Exercise passage -
○ ○ ○ ○ ○ ○ ○

Technical warranties may not extend to warranties about the functionality and quality of the software, but are likely to relate to bugs, complaints and other issues.

  • Warranties often focus on a fixed period prior to completion, for instance that there have been no significant bugs or errors in the three years up to completion.
  • Warranties may also be required about viruses, and vulnerability to viruses.
  • The greater protection here will generally be due diligence and the retention of key staff to ensure that the incoming owner can have a meaningful handover in how to maintain, support and develop the software. If the sellers are staying on, this will generally be dealt with through a separate services agreement.


Ownership warranties will be quite high level and self explanatory. If any open source or third party software is incorporated into the target’s software, this needs to be clearly carved out of the ownership warranties.


Infringement warranties will relate both to existing disputes and to potential infringement.

  • Sellers should be quite comfortable in providing warranties about any disputes they have been involved in (e.g. they may be able to warrant that they have not received notice of any infringement regarding their software), but may be more cautious around providing blanket warranties that the software does not infringe any third party rights.
  • Warranties around potential infringement may be restricted by reference to the seller’s awareness. For example “To the best of the seller’s knowledge…”
  • Open source or third party software should also be carefully considered here, and may be subject to a more restricted warranty.


Contractual warranties generally focus around the content and disclosure of contracts. Due diligence can achieve more in this area than in relation to issues like ownership, so fewer warranties are usually required.

  • Unless every contract has been reviewed, buyers may request warranties that the target’s contracts do not include certain provisions (such as a change of control clause for the customer)
  • Sellers will often have to provide warranties regarding the completeness of their disclosure, for instance, they may need to warrant that they have provided every software contract worth more than a certain value.

○ ○ ○ ○ ○ ○ ○

Work to be completed -
Copy the section of the software warranties text between "Technical warranties may" and "vulnerability to viruses.", inclusive.

Source data -
○ ○ ○ ○ ○ ○ ○

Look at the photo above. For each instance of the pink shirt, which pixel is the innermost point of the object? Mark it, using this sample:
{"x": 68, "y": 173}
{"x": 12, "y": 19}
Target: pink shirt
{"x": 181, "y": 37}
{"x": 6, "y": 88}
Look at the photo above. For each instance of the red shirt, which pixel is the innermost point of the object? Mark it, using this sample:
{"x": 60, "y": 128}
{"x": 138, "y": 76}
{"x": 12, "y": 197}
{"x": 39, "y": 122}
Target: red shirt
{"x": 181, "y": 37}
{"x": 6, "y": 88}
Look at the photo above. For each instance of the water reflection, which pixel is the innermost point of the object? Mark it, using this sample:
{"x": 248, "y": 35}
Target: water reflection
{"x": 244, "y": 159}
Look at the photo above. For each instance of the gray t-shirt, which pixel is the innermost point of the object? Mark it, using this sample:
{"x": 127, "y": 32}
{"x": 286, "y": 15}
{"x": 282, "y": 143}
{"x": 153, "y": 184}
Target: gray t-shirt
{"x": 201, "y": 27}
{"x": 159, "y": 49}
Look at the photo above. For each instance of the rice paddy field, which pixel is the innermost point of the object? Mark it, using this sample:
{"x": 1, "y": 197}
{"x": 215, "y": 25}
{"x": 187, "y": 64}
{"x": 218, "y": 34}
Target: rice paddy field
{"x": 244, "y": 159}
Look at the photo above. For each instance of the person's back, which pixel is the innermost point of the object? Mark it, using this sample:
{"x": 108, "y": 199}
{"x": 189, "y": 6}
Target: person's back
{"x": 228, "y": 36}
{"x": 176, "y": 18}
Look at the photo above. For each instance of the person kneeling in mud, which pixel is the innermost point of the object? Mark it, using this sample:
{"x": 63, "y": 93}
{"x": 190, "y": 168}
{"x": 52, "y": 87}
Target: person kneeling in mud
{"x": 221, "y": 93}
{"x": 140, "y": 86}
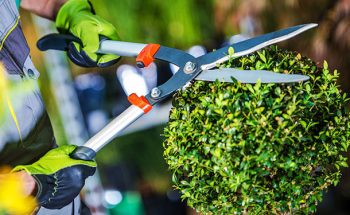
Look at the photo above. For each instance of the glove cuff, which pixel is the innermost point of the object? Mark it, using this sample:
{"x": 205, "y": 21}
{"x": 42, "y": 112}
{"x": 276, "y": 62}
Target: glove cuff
{"x": 63, "y": 17}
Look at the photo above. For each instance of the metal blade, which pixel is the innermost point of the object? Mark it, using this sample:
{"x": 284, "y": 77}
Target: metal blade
{"x": 249, "y": 76}
{"x": 221, "y": 55}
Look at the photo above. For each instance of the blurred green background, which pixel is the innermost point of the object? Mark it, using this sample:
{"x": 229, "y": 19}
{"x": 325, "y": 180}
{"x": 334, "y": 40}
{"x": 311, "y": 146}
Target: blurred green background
{"x": 182, "y": 24}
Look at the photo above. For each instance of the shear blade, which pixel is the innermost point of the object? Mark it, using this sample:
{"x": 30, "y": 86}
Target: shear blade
{"x": 249, "y": 76}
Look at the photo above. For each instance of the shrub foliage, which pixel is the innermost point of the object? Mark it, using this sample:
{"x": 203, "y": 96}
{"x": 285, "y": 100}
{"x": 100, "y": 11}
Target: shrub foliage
{"x": 264, "y": 148}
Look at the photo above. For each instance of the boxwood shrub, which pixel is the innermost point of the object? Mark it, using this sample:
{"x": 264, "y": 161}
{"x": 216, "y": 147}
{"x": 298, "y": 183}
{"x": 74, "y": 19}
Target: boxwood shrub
{"x": 259, "y": 148}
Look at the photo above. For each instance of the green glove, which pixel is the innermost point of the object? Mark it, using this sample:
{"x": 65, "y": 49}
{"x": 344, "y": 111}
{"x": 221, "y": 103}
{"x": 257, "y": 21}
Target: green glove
{"x": 59, "y": 178}
{"x": 76, "y": 17}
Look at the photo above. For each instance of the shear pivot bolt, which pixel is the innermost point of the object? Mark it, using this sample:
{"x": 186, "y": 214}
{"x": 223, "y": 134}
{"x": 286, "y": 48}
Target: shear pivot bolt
{"x": 189, "y": 67}
{"x": 155, "y": 93}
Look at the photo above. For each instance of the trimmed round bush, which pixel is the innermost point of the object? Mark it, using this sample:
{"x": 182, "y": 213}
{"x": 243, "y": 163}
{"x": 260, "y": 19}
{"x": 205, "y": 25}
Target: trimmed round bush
{"x": 259, "y": 148}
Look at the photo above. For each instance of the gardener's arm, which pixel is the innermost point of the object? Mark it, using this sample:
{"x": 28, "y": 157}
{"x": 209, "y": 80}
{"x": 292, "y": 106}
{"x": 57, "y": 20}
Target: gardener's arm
{"x": 44, "y": 8}
{"x": 77, "y": 17}
{"x": 58, "y": 178}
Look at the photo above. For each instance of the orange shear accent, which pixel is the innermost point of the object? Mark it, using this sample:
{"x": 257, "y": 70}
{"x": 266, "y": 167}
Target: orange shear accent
{"x": 146, "y": 56}
{"x": 140, "y": 102}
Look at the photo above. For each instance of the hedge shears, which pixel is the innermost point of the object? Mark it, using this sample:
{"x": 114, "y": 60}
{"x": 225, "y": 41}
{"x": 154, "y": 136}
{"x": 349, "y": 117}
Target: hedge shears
{"x": 190, "y": 68}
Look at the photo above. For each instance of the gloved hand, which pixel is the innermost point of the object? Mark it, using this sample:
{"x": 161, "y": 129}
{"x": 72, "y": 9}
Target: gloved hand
{"x": 77, "y": 17}
{"x": 59, "y": 178}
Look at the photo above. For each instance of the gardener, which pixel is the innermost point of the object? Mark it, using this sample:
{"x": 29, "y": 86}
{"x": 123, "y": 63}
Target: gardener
{"x": 26, "y": 136}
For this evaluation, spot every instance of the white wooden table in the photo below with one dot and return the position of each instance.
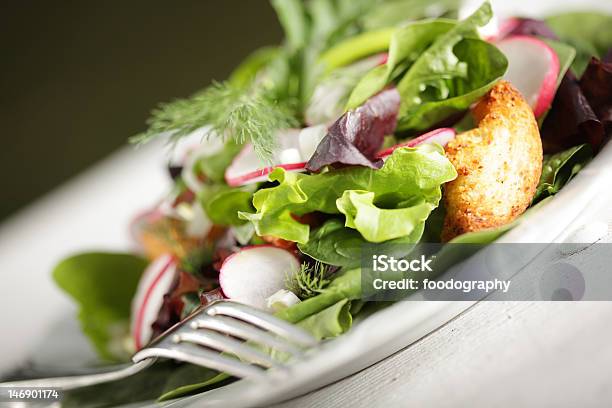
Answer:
(496, 354)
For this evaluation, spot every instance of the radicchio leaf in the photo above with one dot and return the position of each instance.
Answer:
(596, 84)
(356, 137)
(579, 107)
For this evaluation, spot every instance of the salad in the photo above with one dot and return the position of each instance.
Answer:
(379, 123)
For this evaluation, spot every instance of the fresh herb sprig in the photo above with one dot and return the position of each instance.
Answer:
(246, 115)
(310, 280)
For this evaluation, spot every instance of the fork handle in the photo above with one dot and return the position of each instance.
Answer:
(77, 381)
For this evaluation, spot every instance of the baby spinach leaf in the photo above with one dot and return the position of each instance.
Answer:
(104, 306)
(560, 168)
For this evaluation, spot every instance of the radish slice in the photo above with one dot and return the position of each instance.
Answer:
(295, 150)
(255, 273)
(440, 136)
(533, 68)
(156, 281)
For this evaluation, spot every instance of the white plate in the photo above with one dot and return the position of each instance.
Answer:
(93, 211)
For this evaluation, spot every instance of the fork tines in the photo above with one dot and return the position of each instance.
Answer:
(233, 338)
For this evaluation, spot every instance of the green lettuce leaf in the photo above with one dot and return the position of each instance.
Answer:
(104, 306)
(409, 177)
(441, 66)
(345, 286)
(223, 205)
(334, 244)
(329, 322)
(442, 97)
(382, 224)
(589, 33)
(558, 169)
(405, 47)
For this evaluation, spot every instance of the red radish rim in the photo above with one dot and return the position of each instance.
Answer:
(414, 142)
(254, 175)
(140, 314)
(544, 99)
(246, 249)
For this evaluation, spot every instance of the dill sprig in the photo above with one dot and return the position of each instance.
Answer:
(246, 115)
(310, 280)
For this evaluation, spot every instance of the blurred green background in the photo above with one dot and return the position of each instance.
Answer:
(78, 78)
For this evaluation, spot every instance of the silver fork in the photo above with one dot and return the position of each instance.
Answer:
(222, 336)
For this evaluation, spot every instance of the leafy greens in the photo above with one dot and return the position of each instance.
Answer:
(411, 177)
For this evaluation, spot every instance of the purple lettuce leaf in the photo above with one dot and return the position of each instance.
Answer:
(356, 137)
(579, 107)
(571, 120)
(596, 84)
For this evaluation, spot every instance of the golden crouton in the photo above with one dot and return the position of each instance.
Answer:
(498, 164)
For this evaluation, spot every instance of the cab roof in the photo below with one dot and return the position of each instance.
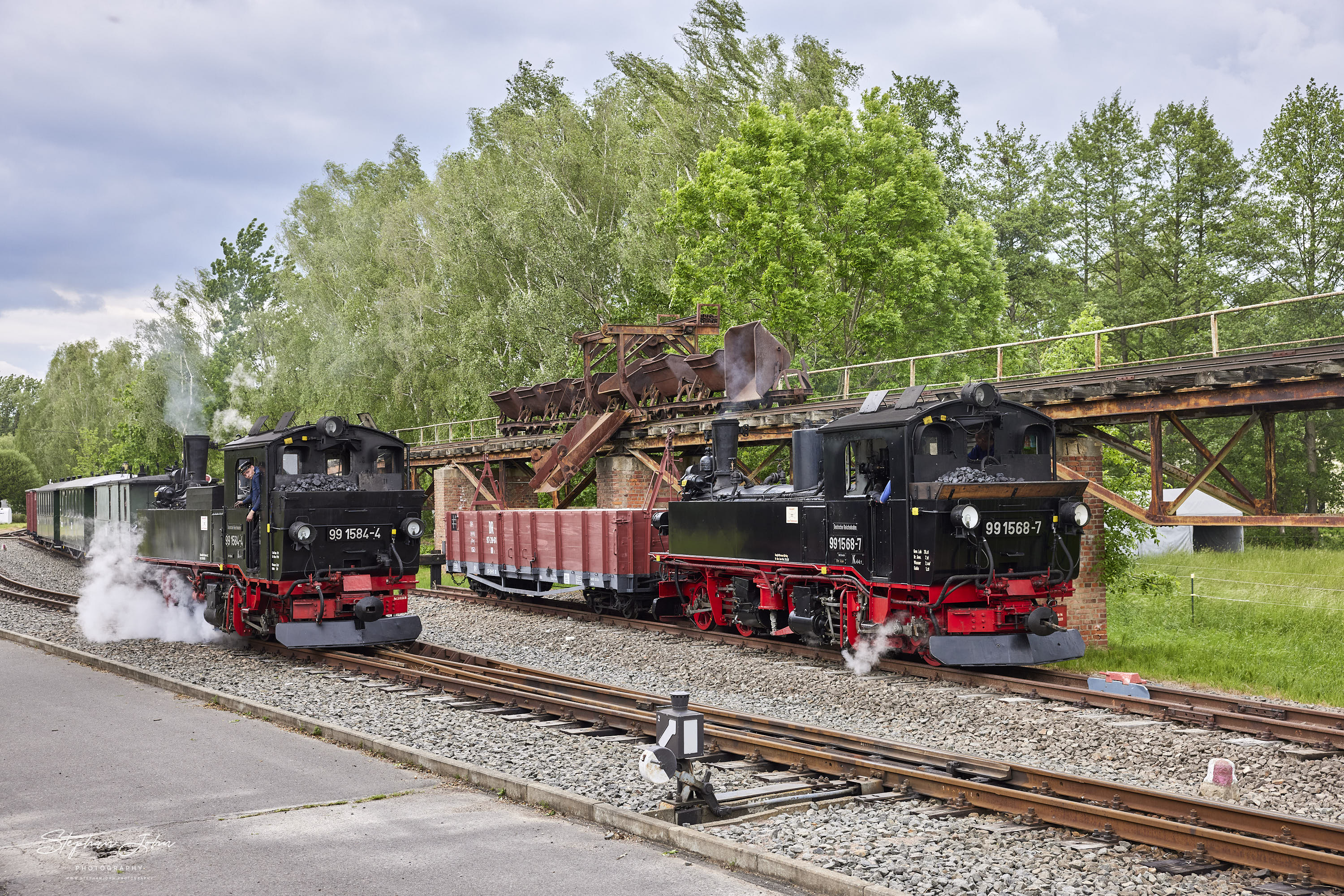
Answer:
(885, 417)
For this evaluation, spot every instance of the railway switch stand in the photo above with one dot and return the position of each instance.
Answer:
(681, 741)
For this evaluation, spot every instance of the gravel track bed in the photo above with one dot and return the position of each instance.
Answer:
(878, 843)
(971, 720)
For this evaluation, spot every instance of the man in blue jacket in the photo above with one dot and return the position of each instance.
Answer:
(254, 476)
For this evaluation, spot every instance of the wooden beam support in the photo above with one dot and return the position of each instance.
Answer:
(670, 477)
(1155, 463)
(1170, 469)
(480, 487)
(1214, 463)
(1271, 504)
(1209, 456)
(576, 489)
(756, 475)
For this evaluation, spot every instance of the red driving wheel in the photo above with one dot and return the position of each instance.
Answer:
(701, 612)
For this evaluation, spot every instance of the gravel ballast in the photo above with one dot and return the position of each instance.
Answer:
(883, 843)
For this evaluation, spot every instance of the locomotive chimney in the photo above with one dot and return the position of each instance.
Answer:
(195, 452)
(725, 440)
(807, 459)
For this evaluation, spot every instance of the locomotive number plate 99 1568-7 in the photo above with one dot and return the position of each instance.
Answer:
(1014, 527)
(354, 534)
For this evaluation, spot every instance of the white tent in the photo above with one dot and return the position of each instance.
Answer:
(1187, 539)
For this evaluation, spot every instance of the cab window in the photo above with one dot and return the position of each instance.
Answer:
(936, 440)
(389, 460)
(1035, 441)
(338, 463)
(242, 485)
(866, 467)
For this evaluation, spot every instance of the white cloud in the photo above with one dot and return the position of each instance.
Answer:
(138, 136)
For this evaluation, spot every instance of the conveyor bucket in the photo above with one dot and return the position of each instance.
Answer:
(507, 401)
(753, 362)
(668, 374)
(709, 369)
(531, 399)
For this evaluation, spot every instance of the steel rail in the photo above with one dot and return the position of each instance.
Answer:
(1284, 844)
(1320, 729)
(33, 594)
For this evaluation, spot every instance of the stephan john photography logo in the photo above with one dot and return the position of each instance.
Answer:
(100, 855)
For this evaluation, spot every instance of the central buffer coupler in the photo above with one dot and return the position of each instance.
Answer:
(681, 741)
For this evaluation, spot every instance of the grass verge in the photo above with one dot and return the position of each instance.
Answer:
(1268, 621)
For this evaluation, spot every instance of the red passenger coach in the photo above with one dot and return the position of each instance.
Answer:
(607, 551)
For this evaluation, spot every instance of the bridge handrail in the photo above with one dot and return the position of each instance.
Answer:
(999, 347)
(1097, 334)
(471, 430)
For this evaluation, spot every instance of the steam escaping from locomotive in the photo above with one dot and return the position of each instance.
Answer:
(867, 652)
(124, 600)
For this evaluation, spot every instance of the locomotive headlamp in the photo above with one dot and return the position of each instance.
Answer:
(331, 426)
(1074, 512)
(967, 516)
(979, 394)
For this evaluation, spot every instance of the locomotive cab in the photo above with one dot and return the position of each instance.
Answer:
(939, 528)
(332, 547)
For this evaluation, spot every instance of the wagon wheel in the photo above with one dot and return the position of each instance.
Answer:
(628, 606)
(701, 610)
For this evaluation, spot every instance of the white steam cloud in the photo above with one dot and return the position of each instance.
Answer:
(862, 657)
(187, 390)
(123, 598)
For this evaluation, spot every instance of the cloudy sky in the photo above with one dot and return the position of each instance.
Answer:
(135, 135)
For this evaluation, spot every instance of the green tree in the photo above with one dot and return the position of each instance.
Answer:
(933, 109)
(832, 232)
(1191, 198)
(18, 394)
(1010, 193)
(1096, 176)
(18, 475)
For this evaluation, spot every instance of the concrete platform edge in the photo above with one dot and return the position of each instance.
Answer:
(745, 857)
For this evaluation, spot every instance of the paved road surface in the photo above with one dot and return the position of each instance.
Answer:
(92, 762)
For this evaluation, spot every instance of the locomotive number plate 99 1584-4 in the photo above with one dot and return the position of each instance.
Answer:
(354, 534)
(1014, 527)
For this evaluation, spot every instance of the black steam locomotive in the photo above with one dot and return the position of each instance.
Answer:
(327, 558)
(940, 528)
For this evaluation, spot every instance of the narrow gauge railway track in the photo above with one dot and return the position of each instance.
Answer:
(33, 594)
(1319, 729)
(1203, 831)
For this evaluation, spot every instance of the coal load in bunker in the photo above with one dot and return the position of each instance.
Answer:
(933, 527)
(312, 538)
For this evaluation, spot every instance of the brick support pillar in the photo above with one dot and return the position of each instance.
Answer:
(1088, 606)
(624, 483)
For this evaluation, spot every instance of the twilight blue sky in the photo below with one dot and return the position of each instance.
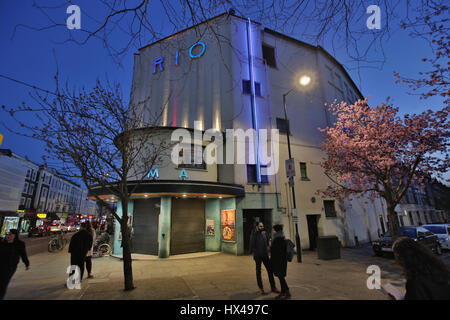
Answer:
(29, 57)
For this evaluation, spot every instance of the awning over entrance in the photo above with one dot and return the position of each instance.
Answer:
(176, 188)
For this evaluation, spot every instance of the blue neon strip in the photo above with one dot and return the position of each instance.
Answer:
(253, 98)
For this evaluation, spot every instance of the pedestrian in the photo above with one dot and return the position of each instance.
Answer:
(12, 249)
(278, 259)
(88, 259)
(79, 246)
(427, 276)
(259, 246)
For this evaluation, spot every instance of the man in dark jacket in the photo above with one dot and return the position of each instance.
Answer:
(79, 246)
(278, 259)
(11, 251)
(259, 246)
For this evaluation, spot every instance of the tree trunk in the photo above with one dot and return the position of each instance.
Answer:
(126, 246)
(393, 220)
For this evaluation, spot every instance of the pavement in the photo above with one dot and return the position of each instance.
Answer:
(205, 276)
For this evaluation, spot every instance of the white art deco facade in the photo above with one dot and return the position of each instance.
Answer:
(231, 73)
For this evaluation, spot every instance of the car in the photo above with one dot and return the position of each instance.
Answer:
(443, 233)
(55, 227)
(39, 231)
(71, 228)
(419, 234)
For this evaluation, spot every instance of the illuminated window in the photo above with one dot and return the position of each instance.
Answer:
(269, 56)
(303, 174)
(246, 88)
(252, 174)
(193, 165)
(282, 125)
(330, 210)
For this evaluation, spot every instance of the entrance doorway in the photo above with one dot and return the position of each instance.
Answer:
(313, 230)
(250, 218)
(187, 226)
(145, 226)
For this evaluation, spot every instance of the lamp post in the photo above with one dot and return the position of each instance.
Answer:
(303, 81)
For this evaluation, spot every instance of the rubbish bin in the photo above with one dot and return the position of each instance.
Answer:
(328, 248)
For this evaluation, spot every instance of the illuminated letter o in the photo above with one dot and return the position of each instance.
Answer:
(200, 43)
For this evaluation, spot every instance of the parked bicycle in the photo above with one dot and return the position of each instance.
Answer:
(57, 242)
(101, 246)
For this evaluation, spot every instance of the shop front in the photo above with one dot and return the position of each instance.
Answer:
(194, 217)
(27, 220)
(9, 222)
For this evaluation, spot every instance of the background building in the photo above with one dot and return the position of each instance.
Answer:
(32, 195)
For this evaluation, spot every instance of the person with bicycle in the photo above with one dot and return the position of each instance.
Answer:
(79, 246)
(11, 251)
(88, 259)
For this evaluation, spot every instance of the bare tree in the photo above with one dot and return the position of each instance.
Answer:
(333, 24)
(94, 136)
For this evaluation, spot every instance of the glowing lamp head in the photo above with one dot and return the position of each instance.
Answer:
(305, 80)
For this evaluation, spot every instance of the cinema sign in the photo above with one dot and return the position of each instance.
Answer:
(194, 53)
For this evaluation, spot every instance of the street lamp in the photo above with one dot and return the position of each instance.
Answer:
(303, 81)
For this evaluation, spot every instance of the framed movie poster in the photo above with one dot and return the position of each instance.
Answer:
(228, 225)
(210, 229)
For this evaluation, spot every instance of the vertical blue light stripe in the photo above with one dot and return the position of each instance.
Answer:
(253, 98)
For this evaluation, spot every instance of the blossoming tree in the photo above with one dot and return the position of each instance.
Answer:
(374, 151)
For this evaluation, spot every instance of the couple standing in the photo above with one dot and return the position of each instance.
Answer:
(276, 264)
(80, 248)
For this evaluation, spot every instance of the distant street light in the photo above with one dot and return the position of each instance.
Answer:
(303, 81)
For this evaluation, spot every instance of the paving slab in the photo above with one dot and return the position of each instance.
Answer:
(206, 277)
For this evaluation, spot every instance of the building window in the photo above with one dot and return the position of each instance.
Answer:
(269, 56)
(25, 188)
(193, 165)
(330, 210)
(303, 174)
(330, 72)
(282, 125)
(339, 81)
(246, 88)
(411, 219)
(252, 174)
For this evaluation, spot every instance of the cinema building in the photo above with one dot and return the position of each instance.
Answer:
(231, 73)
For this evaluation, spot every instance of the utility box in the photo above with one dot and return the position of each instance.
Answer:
(328, 248)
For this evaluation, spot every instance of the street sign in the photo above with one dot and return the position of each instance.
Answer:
(290, 168)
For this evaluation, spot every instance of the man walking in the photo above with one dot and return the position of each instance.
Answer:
(79, 246)
(278, 260)
(259, 246)
(11, 251)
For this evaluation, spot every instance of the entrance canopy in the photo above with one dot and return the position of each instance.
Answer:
(177, 188)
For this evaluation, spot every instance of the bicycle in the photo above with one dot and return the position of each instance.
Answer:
(57, 242)
(102, 247)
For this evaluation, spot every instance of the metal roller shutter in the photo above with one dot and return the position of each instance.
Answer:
(188, 226)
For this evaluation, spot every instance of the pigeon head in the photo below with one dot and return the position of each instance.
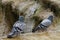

○ ○ ○ ○ ○ ○ ○

Exercise output -
Technical warranties may not extend to warranties about the functionality and quality of the software, but are likely to relate to bugs, complaints and other issues.

  • Warranties often focus on a fixed period prior to completion, for instance that there have been no significant bugs or errors in the three years up to completion.
  • Warranties may also be required about viruses, and vulnerability to viruses.